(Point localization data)
++++++++
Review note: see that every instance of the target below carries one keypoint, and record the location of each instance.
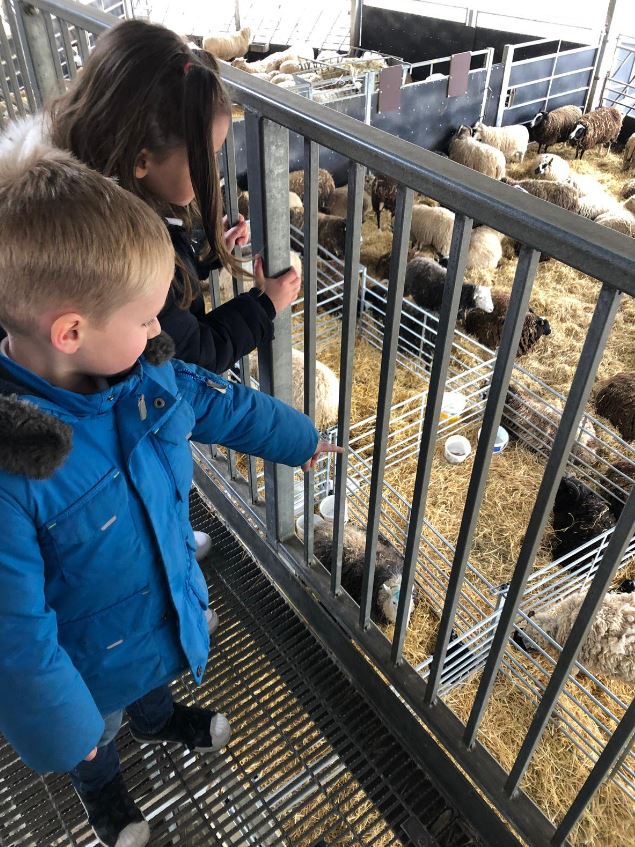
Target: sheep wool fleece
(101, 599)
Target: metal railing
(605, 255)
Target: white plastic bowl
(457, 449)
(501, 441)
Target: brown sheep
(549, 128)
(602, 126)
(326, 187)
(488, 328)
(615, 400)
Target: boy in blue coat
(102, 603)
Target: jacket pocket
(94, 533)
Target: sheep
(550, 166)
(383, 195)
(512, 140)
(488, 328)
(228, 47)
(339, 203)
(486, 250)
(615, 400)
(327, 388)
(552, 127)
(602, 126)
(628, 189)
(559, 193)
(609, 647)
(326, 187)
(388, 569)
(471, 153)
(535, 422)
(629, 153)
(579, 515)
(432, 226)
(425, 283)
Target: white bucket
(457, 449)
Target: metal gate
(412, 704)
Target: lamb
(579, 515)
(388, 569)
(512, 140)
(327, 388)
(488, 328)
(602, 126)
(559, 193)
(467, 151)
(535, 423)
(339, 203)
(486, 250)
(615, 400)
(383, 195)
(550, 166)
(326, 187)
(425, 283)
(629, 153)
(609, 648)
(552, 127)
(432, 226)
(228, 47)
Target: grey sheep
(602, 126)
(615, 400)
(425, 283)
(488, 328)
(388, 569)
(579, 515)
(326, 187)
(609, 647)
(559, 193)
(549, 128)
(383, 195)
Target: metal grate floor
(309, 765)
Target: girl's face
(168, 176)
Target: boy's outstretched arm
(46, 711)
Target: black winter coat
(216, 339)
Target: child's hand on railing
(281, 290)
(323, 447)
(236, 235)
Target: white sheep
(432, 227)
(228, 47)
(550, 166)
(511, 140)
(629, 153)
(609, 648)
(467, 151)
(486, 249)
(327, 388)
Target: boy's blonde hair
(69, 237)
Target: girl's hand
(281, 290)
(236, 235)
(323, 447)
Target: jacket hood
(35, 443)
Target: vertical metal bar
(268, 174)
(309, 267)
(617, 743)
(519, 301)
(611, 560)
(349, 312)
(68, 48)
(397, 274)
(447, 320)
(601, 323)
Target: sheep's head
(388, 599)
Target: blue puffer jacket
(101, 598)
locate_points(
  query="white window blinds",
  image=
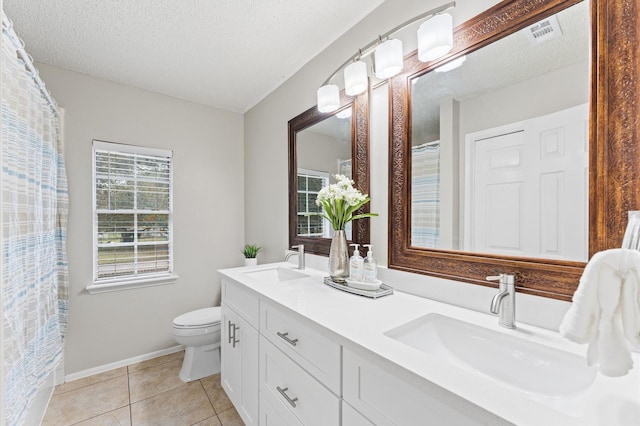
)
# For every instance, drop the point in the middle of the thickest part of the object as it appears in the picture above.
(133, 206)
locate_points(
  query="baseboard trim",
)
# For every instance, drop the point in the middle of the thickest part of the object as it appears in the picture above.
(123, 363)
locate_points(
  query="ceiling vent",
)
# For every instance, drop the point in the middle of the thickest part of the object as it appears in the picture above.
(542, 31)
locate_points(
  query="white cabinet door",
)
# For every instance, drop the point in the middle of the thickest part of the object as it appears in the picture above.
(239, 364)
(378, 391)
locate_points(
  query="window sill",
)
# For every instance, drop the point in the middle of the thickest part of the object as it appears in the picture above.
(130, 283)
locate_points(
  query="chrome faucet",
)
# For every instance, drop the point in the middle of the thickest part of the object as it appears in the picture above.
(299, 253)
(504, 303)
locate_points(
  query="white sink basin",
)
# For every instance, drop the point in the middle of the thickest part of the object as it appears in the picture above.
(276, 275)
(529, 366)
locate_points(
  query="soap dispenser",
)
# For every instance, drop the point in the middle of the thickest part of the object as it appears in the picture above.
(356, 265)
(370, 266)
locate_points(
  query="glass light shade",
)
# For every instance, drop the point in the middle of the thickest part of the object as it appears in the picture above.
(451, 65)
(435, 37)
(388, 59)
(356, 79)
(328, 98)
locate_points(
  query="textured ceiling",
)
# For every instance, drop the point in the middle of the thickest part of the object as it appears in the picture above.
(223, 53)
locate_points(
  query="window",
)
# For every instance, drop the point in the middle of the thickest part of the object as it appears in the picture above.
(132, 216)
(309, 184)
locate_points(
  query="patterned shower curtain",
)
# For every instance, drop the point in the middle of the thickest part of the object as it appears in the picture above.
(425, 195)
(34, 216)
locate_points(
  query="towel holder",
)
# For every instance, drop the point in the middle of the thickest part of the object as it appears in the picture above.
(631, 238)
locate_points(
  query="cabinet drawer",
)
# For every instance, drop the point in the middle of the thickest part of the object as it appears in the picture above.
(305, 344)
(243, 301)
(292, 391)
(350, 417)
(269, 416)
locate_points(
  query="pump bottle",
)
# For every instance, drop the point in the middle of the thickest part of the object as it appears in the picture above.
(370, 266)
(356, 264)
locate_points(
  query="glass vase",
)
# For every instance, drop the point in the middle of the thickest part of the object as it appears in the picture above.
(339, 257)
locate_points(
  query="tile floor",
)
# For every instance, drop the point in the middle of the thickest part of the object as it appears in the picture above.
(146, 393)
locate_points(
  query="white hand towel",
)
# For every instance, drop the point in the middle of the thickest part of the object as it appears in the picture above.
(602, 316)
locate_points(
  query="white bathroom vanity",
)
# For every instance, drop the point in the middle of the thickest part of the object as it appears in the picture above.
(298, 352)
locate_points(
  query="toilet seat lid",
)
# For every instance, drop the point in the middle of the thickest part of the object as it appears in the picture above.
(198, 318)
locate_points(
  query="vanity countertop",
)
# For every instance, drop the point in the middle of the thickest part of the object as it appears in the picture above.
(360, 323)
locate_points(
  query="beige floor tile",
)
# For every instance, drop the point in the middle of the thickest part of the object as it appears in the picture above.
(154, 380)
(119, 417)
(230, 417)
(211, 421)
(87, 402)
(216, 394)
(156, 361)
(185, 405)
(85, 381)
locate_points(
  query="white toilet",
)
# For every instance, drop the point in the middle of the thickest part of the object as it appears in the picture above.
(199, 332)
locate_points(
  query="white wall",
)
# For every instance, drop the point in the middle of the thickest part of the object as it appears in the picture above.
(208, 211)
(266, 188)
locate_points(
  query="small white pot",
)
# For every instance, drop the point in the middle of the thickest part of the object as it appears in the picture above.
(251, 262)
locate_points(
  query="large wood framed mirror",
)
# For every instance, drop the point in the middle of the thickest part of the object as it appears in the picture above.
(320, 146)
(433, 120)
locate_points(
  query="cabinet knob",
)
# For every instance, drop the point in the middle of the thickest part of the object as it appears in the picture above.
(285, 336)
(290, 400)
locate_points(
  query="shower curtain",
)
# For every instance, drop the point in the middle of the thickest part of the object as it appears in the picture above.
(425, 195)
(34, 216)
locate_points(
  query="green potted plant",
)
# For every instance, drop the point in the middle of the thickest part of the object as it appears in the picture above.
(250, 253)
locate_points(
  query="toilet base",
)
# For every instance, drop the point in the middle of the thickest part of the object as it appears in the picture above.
++++++++
* DIRECTIONS *
In the records, which lines mention the word "shower"? Copy those lines.

* EXERCISE SOLUTION *
  query="patterned shower curtain",
  query="shower curtain",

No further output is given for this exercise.